Report how many lines below contain the word "outline". Give only the number.

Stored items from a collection
-=-=-=-=-
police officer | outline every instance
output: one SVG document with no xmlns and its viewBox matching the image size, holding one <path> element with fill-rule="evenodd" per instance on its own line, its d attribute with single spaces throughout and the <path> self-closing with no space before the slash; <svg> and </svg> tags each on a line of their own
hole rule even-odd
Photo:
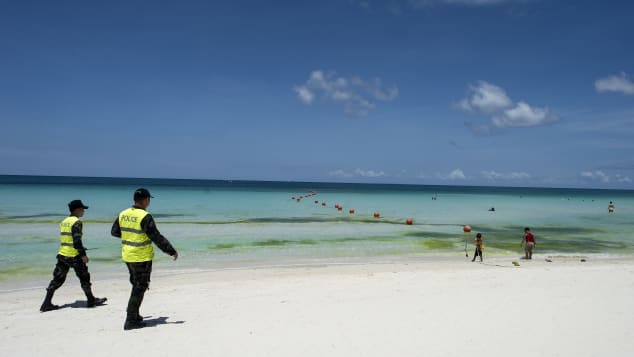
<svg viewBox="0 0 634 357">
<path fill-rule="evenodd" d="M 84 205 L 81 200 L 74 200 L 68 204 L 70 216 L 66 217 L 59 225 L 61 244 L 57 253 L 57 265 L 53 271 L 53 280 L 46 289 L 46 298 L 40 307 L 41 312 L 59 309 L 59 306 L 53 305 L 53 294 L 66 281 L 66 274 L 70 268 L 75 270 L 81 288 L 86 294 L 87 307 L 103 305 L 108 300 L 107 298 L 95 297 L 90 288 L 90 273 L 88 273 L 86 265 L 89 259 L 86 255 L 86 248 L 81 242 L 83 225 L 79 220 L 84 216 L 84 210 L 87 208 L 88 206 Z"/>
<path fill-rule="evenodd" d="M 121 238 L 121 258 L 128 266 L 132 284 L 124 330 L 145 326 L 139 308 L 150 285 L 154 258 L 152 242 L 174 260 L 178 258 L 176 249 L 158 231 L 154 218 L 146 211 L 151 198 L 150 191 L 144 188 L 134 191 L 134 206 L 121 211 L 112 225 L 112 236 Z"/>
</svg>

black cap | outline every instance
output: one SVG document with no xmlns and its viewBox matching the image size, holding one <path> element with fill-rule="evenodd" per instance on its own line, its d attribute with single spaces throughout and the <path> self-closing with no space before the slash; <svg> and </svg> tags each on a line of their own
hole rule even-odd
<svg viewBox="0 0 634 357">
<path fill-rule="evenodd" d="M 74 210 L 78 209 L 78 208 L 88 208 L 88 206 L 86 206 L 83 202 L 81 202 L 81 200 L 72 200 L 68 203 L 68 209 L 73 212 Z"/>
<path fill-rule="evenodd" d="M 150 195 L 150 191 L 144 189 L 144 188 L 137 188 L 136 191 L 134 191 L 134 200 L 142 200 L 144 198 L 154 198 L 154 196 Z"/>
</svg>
-=-=-=-=-
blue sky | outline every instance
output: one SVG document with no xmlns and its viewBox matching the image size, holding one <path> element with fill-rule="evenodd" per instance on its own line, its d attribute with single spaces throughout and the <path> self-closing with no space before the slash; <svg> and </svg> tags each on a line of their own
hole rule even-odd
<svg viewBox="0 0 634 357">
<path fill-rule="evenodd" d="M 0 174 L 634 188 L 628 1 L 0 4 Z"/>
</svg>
-=-=-=-=-
# [RESPONSE FOR THIS EXERCISE]
3